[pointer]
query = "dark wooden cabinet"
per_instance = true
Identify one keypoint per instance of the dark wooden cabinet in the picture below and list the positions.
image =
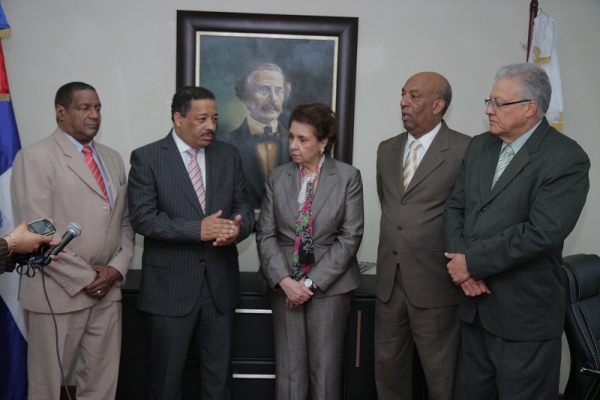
(253, 354)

○ ○ ○ ○

In your answer, print the entries above exactly, with the pictures left out.

[pointer]
query = "dark wooden cabinet"
per_instance = true
Identify one keypoint per instance of the dark wooden cabinet in the picture below and list the positions.
image =
(253, 354)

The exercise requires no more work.